Hermits and Solitude in Popular Music

Here are instances of hermits and solitude in Western popular music. The theme of romantic solitude and requited love, such as Duke Ellington's famous "Solitude," sung by Ella Fitzgerald, can be found throughout popular music, indeed, may be said to be the mainstay of the genre. (Ellington's "Solitude" performed without vocal, as in Thelonius Monk's solo piano version, is less "popular" as a genre.) But that notion of solitude is not the subject here. In fact, hermits and not solitude, are more prevalent in popular music when considered narrowly.

Hermits were not mentioned in popular music until the 1960s with the pop British group, Herman's Hermits. But they had nothing to do with hermits; none of their songs mention hermits. But an explanation of the name is unavoidable.

Supposedly, band leader Peter Noone was told by another band member that he looked like Sherman, a character in the "Rocky and Bullwinkle" cartoon series. And, supposedly, Noone heard "Herman" not "Sherman" and then thought of the alliterative name "Herman's Hermits." They remain the bane of anyone searching the web for "hermits" -- along with hermit crabs, hermit thrushes, and other assorted associations of the word.

In the US, a popular counterpart to the urban sounds of British pop was the Beach Boys. Among their songs about sun, surf, cars, and girls, the Beach Boys wrote an early song with a touch of teenage angst that captures a hikikomori sense of solitude and isolation. The song is "In My Room."

####################

Given instruction A: Please edit the article from "Hermits were not" to "of the word.", putting "animated show" in place of "cartoon series".
The article above and the entries below come from unrelated sources.

####################

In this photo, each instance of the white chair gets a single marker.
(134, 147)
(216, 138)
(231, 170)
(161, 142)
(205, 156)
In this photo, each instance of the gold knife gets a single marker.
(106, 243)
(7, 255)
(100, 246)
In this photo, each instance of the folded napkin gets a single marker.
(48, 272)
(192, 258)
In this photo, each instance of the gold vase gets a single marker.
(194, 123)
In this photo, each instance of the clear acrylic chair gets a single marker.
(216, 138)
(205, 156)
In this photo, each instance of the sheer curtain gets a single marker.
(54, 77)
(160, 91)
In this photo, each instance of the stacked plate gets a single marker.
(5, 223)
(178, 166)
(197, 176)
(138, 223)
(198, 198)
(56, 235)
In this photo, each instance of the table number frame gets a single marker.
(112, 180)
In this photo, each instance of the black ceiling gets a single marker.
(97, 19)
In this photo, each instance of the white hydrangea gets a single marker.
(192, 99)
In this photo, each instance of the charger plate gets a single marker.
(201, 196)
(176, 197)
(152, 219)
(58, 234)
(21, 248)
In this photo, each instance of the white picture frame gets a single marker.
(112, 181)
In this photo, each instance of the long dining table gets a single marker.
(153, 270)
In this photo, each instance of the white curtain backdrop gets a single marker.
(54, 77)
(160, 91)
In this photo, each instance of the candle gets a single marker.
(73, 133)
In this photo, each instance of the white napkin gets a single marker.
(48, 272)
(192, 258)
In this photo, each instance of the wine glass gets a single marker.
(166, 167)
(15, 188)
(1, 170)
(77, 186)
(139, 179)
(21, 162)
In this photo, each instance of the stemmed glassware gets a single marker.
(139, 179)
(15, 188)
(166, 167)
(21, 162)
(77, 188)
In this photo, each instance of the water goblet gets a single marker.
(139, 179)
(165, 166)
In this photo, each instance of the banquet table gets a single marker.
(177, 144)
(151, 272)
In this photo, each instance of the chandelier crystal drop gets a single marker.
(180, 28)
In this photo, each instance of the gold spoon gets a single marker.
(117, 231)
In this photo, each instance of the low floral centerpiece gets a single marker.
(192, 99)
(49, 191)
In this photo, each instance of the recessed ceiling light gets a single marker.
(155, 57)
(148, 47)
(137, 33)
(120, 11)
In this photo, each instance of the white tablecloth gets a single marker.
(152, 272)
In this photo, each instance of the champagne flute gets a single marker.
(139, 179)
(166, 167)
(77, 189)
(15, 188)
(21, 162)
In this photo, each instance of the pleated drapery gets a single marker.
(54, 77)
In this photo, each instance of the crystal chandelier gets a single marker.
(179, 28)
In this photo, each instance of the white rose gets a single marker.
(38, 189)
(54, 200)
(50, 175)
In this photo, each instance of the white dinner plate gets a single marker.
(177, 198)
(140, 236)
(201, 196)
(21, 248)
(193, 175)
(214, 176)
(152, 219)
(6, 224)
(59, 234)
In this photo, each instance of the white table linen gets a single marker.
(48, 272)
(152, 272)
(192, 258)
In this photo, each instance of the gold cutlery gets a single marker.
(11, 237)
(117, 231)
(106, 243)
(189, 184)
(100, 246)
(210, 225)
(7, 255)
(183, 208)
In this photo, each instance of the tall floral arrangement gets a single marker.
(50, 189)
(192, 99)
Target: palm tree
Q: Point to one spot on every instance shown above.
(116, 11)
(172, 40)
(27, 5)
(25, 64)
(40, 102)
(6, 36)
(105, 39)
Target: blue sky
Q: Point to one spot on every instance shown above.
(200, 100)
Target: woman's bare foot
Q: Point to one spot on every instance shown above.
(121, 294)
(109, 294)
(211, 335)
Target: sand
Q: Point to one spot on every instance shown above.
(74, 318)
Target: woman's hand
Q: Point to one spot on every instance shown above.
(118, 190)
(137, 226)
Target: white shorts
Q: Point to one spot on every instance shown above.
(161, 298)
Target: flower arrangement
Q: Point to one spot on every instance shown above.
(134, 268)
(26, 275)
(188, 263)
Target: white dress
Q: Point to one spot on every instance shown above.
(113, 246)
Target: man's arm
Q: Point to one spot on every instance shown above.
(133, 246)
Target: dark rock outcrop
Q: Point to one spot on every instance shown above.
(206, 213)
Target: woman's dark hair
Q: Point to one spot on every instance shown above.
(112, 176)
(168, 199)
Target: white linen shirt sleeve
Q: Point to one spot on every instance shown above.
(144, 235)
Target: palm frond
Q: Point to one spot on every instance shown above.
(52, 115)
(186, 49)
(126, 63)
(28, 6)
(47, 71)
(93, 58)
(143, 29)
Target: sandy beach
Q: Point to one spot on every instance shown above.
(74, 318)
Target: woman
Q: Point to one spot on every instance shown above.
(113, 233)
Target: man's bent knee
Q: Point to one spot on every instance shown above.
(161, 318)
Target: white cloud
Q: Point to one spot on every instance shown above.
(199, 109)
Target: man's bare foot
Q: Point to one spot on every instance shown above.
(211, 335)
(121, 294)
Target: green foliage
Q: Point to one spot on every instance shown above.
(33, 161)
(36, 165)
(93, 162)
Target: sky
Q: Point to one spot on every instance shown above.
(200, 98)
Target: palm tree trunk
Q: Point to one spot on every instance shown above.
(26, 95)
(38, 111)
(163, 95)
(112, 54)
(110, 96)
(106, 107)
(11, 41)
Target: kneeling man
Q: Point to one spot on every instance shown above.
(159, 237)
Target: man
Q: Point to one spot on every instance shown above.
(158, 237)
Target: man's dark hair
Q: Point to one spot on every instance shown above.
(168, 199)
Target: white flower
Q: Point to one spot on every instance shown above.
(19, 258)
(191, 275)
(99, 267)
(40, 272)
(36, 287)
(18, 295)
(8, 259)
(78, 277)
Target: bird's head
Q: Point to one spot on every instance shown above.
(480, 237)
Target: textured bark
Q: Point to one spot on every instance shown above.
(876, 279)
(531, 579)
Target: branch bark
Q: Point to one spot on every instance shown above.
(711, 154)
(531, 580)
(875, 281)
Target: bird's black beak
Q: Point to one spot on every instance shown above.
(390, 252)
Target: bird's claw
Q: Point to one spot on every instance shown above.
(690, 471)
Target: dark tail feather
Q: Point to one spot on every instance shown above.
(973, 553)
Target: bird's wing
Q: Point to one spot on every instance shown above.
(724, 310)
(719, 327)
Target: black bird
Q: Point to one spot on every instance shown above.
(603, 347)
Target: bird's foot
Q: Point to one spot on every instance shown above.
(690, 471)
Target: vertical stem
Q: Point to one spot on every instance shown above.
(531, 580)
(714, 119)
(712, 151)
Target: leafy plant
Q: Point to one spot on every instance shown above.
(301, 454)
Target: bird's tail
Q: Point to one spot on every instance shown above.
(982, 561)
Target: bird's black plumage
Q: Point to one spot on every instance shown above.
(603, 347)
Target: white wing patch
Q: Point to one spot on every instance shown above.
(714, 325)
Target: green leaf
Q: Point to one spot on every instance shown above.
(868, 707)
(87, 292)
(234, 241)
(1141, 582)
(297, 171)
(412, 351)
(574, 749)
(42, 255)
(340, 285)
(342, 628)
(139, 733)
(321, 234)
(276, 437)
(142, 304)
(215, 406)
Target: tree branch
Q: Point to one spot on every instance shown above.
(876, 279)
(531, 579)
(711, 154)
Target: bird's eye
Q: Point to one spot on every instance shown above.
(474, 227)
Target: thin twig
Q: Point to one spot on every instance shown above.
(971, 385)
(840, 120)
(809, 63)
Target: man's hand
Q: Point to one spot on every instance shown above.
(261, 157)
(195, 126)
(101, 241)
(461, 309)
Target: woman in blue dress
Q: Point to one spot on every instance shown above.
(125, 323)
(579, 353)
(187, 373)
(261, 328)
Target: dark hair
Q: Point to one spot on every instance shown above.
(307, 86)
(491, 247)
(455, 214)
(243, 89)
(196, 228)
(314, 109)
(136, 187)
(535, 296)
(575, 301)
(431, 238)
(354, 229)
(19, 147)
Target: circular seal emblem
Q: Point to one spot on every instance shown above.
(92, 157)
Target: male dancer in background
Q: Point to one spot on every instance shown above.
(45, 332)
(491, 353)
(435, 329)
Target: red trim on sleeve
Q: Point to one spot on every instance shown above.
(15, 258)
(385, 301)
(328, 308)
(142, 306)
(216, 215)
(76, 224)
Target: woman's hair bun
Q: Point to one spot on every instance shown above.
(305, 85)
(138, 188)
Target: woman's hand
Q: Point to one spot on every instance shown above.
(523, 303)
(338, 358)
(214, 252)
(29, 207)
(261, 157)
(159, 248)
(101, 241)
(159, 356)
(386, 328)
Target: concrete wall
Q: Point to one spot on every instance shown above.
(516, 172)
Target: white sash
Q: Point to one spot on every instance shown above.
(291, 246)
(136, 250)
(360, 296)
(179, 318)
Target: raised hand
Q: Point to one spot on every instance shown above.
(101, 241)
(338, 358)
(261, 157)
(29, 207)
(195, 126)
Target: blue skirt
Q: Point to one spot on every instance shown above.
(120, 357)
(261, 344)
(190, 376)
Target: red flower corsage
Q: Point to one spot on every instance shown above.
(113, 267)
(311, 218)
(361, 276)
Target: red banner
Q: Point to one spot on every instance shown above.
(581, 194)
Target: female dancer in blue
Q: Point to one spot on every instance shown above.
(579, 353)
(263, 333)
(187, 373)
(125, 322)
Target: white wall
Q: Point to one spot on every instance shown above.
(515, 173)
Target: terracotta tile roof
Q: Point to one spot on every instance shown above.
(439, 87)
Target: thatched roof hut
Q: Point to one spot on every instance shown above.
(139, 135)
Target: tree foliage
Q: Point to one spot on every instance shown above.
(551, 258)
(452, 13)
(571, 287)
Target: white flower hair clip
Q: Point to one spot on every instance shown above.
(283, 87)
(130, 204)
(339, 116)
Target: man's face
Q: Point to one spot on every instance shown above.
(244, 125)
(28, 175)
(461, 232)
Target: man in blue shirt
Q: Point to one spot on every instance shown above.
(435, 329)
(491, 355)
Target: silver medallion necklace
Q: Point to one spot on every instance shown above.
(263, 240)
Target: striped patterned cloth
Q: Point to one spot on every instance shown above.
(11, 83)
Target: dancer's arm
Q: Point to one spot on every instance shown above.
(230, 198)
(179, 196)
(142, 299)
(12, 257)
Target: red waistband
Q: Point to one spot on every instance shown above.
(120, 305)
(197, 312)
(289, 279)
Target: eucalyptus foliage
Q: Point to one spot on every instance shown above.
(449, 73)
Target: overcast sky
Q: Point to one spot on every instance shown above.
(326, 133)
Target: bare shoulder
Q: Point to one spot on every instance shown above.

####################

Given instruction B: Locate every line in the entries that contains the word "bark", and copy each one out.

Written response A:
Hermits were not mentioned in popular music until the 1960s with the pop British group, Herman's Hermits. But they had nothing to do with hermits; none of their songs mention hermits. But an explanation of the name is unavoidable.

Supposedly, band leader Peter Noone was told by another band member that he looked like Sherman, a character in the "Rocky and Bullwinkle" animated show. And, supposedly, Noone heard "Herman" not "Sherman" and then thought of the alliterative name "Herman's Hermits." They remain the bane of anyone searching the web for "hermits" -- along with hermit crabs, hermit thrushes, and other assorted associations of the word.

Written response B:
Target: textured bark
Target: branch bark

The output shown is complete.